§ **Information shown**
↓↓↓
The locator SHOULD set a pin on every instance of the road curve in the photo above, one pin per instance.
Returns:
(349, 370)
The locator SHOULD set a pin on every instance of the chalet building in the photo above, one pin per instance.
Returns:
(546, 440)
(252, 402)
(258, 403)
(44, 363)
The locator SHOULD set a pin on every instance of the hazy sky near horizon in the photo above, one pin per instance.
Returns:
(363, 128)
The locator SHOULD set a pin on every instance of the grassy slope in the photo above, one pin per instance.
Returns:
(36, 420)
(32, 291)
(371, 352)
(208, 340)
↑↑↑
§ **Exercise instructions**
Reproduce all of the material above word for word.

§ **Answer to this exercise**
The locator SHOULD set a pin on every instance of the road curve in the photo above, one pin per instance.
Returns:
(349, 370)
The locator SHOULD set a pin on every instance of the chalet building in the photo above, one pin per instance.
Returns:
(546, 440)
(252, 402)
(258, 403)
(44, 363)
The locator SHOULD set a pin on every instance of the hazy sky near horizon in the photo above, one pin per instance.
Returns:
(363, 128)
The locator SHOULD set a pin on every instance of the grassy slope in the photo above, one pin per instance.
Returns:
(36, 420)
(32, 291)
(371, 352)
(208, 340)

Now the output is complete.